## Start MATERIAL PROVIDED

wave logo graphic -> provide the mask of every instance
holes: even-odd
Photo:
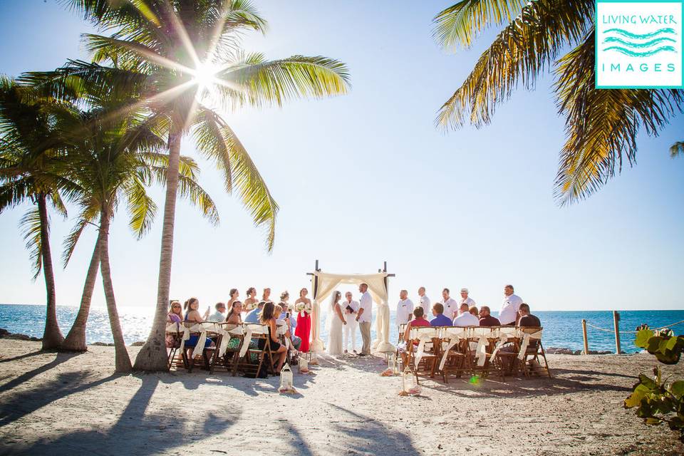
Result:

## End MATERIAL PROVIDED
## Start MATERIAL PROVIDED

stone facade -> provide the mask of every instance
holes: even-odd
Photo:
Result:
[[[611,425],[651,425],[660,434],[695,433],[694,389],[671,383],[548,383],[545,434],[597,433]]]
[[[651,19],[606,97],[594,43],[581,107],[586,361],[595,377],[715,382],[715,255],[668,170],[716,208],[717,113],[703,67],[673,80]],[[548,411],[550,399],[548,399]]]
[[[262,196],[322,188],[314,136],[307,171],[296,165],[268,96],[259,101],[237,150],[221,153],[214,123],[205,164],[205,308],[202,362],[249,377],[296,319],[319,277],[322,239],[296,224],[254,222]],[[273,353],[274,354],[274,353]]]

## End MATERIAL PROVIDED
## Start MATERIAL PROVIDED

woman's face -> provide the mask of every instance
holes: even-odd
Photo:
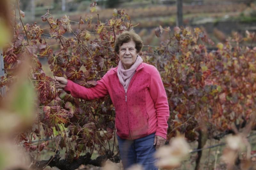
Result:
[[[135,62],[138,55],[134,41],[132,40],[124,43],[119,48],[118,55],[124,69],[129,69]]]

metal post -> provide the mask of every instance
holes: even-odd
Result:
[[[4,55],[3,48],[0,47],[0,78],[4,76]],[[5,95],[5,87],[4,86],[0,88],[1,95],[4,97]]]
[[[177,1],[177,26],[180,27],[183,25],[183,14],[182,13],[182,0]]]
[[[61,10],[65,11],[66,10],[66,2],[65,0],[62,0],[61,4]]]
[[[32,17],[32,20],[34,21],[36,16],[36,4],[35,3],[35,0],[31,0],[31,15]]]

## End MATERIAL PROVIDED

Can you extract the listing lines starting with the line that contains "metal post ->" and going on through the line that contains "[[[177,1],[177,26],[180,27],[183,25],[183,14],[182,13],[182,0]]]", copying them exactly?

metal post -> provide the mask of every instance
holes: even-odd
Result:
[[[4,55],[3,48],[0,47],[0,78],[4,76]],[[5,95],[5,87],[4,86],[0,88],[1,95],[4,97]]]
[[[177,1],[177,26],[180,27],[183,25],[183,14],[182,13],[182,0]]]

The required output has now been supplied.